__Short problem__. Convert all of the material below into a two-column CSV with the headers "request" and "answer," one row per request. Put each request's text and its answer in a single quoted field, replacing any line breaks with spaces.

* Start Stored data *

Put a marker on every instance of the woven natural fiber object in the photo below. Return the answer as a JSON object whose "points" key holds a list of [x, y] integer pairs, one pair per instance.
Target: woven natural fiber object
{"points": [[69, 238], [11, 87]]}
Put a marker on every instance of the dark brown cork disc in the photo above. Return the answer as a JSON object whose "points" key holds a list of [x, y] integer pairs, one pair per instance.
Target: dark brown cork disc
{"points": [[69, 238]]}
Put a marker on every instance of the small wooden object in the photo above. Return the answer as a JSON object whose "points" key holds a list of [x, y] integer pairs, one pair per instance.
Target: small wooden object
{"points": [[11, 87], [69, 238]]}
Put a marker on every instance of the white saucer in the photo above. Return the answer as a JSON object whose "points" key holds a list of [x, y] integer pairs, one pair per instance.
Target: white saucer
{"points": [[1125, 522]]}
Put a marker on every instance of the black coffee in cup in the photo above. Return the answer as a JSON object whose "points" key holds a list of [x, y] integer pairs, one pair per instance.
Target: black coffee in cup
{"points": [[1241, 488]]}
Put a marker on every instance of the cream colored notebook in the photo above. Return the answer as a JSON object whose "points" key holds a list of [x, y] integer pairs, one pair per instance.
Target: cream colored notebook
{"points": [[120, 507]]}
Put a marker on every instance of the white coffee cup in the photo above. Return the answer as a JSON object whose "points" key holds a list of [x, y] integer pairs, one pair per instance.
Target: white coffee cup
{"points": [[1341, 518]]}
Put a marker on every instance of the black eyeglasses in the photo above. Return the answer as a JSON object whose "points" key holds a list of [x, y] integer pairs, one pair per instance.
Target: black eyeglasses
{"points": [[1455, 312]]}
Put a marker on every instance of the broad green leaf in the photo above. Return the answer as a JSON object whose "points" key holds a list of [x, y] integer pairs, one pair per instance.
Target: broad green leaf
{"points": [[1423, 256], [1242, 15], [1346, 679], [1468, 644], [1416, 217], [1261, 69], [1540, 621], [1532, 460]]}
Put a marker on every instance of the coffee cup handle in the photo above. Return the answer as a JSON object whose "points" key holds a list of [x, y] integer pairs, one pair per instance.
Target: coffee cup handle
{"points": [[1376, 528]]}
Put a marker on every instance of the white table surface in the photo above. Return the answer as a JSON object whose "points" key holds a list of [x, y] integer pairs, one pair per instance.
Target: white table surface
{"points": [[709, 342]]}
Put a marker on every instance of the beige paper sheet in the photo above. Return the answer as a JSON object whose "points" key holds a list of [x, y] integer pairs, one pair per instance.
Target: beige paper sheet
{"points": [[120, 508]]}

* End Stored data *

__Output of the task__.
request,answer
"Put a marker on every instance of the woven natural fiber object in the photo below. Return the answer as a JSON object whose ""points"" key holds a list of [x, y] integer pairs, one pair per instance. Target: woven natural fiber object","{""points"": [[69, 238], [11, 87]]}"
"Put a marker on every instance of the dark brown cork disc in the photo above. Return the answer as a JSON object whose ""points"" key holds a list of [x, y] integer pairs, one pair per instance. Target: dark brown cork disc","{""points"": [[69, 238]]}"
"Put a marker on every instance of the small wooden object in the photo above. Return the answer as a JSON object whose ""points"" key holds a list of [x, y] integer pairs, one pair per instance. Target: small wooden object","{""points"": [[11, 87], [69, 238]]}"
"Put a marker on every instance of the white saucer in the photo above. Return the answer as a JSON object whose ""points"" key holds a list of [x, y] integer pairs, one pair per instance. Target: white saucer","{""points"": [[1125, 522]]}"
"Put a marker on every instance of the black coffee in cup in the photo above. Return the answer as a JSON object whose ""points"" key holds a list of [x, y] integer pairs, one pair per instance. Target: black coffee in cup","{""points"": [[1241, 488]]}"
"Put a marker on every instance of the cream colored notebook in the photo above. Return the answer as a JSON object whose ""points"" key holds a list of [x, y] integer pairs, one pair per instance. Target: cream colored notebook","{""points"": [[120, 507]]}"
"Put a marker on every instance of the white coffee cup in the photo above. Return the answer as a JSON object whose ""points"" key holds a list of [x, y] integer pairs, one pair per instance. Target: white coffee cup","{""points"": [[1341, 518]]}"
"Put a marker on every instance of the black eyeglasses in the photo above. Return the answer as a JSON object whose ""points"" key holds a list of [x, y] integer pairs, one pair per instance. Target: black eyeglasses","{""points"": [[1455, 312]]}"
"Put a marker on every instance of the broad green leaf in the photo above. Return the answer as a JSON object whose ""points"" key holds a list of [x, y] integer pairs, one pair per instance. Target: broad green leaf","{""points"": [[1423, 256], [1242, 15], [1346, 679], [1468, 644], [1416, 217], [1261, 69], [1540, 621], [1532, 460]]}"
"Put a marker on every instance of the coffee cup handle in the photo above. Return the answer as a JSON object whose ""points"" key holds a list of [x, y] integer pairs, one pair per instance. Target: coffee cup handle","{""points"": [[1376, 528]]}"
"Put a marker on every instance of the white table surface in the photo above. Return the answer as a JSON object whose ""points"" key holds a list of [x, y] integer pairs, one pair per instance. Target: white table surface","{""points"": [[709, 342]]}"
"Put a marker on every instance of the beige paper sheet in the photo above. Return the answer as a JSON object whose ""points"" key holds a list of [x, y] integer pairs, one pair per instance. Target: beige paper sheet","{""points"": [[120, 508]]}"